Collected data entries
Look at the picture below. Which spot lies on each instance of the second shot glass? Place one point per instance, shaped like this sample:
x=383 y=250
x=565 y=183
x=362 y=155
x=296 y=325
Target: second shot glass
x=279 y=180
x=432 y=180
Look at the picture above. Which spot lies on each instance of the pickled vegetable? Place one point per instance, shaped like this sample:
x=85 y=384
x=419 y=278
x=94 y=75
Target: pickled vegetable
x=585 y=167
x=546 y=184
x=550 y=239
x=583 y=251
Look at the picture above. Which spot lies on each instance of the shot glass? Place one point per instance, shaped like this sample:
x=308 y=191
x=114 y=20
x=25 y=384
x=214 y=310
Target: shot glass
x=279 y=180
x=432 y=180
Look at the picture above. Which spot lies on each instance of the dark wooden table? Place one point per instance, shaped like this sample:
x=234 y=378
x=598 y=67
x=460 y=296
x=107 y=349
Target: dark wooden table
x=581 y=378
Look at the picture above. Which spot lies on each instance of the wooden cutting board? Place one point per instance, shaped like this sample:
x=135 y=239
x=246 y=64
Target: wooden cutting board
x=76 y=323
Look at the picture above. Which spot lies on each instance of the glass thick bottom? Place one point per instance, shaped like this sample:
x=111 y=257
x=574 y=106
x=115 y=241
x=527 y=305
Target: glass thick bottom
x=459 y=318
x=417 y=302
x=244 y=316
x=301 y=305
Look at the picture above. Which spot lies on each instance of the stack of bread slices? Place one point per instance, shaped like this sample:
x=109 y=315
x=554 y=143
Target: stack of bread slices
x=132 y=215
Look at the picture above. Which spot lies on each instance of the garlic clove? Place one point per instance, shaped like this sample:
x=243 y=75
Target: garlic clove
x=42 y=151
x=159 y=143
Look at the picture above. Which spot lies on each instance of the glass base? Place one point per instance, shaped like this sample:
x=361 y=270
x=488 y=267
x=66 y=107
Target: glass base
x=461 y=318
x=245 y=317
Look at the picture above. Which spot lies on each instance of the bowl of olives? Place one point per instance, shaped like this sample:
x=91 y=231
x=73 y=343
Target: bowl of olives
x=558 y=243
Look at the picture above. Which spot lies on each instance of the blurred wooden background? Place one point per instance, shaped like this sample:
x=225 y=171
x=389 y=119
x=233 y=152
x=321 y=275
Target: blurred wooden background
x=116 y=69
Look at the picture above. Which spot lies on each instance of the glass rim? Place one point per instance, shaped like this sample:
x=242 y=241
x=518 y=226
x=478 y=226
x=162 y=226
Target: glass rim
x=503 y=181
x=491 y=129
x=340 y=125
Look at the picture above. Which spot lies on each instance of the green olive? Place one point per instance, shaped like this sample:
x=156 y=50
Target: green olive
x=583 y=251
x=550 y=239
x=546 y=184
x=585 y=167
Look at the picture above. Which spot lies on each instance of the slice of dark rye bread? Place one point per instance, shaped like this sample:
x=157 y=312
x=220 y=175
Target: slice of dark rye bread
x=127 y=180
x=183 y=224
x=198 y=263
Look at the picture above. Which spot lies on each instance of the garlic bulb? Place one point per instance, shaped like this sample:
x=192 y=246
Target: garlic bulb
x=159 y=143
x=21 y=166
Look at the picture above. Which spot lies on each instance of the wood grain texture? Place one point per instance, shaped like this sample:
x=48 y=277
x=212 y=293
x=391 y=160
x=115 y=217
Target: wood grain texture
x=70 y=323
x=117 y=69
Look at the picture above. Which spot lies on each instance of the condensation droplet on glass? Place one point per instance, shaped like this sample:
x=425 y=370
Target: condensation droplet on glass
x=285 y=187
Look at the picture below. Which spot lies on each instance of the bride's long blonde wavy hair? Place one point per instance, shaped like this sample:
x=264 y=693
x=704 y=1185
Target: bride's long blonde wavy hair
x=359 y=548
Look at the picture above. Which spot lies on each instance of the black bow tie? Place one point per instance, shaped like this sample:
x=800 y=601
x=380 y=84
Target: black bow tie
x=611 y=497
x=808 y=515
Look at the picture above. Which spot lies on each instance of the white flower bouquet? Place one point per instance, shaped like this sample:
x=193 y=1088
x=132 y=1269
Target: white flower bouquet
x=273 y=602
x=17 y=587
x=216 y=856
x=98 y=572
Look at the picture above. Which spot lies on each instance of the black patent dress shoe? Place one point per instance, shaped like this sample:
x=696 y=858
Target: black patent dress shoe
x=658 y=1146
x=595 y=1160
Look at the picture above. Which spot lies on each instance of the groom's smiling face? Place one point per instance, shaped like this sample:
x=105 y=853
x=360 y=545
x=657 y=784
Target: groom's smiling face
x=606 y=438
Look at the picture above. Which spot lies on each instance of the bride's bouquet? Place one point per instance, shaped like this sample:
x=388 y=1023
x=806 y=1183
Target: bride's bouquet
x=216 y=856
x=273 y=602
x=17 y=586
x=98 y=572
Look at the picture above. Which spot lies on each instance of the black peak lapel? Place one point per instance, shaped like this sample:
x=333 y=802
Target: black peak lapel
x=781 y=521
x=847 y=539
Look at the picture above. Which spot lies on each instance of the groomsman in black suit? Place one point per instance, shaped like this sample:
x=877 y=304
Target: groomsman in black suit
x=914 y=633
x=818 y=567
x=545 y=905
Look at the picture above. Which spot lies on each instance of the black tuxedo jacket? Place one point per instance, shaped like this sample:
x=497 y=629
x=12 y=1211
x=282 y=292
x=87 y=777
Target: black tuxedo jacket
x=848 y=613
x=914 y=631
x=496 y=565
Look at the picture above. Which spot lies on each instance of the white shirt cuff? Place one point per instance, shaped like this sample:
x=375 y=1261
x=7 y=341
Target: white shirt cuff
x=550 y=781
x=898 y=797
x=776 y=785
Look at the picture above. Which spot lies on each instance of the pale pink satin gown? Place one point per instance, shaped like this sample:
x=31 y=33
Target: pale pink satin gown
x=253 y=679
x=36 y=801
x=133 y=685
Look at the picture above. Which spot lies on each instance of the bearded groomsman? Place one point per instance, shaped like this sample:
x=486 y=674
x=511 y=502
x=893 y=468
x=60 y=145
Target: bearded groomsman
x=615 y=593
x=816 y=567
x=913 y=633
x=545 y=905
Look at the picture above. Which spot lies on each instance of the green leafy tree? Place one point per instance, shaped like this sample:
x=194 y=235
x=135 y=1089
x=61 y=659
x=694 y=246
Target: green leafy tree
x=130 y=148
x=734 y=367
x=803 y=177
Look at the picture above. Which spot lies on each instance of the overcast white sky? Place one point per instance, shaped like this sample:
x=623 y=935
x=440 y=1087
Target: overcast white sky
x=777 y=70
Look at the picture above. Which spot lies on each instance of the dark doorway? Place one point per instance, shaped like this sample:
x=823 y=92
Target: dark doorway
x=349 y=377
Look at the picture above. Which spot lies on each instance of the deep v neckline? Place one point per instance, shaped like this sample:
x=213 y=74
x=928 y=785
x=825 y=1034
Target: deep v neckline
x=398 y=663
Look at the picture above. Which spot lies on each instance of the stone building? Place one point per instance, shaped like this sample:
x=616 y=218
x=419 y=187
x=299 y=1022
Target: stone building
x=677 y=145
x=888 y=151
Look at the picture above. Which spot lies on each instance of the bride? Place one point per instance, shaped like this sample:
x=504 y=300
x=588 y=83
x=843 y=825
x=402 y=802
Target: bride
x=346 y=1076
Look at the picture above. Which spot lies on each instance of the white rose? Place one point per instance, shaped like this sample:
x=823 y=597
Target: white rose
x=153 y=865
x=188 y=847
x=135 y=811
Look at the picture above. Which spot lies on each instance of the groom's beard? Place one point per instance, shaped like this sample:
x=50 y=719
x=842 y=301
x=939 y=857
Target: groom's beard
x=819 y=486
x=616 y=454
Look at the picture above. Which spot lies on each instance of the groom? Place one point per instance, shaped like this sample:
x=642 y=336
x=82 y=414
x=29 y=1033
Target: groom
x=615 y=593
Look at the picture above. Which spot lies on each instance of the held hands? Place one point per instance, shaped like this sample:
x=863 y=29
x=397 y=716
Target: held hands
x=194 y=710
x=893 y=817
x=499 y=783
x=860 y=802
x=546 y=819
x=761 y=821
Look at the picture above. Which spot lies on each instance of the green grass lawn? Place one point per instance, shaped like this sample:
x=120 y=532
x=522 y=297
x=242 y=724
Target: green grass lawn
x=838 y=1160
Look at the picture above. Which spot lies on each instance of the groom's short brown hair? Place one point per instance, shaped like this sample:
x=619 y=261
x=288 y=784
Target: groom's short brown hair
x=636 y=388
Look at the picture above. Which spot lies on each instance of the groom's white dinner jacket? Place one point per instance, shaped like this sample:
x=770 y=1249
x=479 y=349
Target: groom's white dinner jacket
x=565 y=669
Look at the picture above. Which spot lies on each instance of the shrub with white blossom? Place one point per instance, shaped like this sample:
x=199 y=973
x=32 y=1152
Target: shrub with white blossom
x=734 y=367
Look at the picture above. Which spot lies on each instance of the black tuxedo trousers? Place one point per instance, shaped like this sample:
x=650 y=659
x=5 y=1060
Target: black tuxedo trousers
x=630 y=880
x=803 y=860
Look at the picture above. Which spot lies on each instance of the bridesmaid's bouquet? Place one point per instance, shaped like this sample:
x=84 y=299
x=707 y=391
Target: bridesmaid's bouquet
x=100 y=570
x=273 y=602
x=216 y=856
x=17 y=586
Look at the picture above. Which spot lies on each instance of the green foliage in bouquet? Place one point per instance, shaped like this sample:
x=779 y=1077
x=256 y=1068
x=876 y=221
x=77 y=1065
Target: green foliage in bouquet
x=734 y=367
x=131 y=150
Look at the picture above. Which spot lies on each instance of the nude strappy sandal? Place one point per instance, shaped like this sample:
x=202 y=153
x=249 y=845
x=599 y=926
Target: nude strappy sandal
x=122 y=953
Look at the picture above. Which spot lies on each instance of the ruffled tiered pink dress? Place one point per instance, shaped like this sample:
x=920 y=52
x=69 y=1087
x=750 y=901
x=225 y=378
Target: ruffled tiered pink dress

> **TASK ITEM**
What is needed is a verbatim copy of every line in the records above from the one containing "x=650 y=659" down to the one containing "x=779 y=1077", both included, and nothing more.

> **RESPONSE TO THE EXERCISE**
x=650 y=659
x=5 y=1060
Target: black tuxedo trousers
x=630 y=880
x=803 y=860
Look at the picture above. Which spot lies on each instance of the bridesmaid's bouquet? Place one point per instance, shaped like this sample:
x=84 y=299
x=707 y=391
Target: bridesmaid's bouquet
x=100 y=570
x=273 y=602
x=216 y=856
x=17 y=586
Look at the picture above. Which spot lies on each instance of the green foliage in bouquet? Place one point per instance, shaped like this sample:
x=779 y=1077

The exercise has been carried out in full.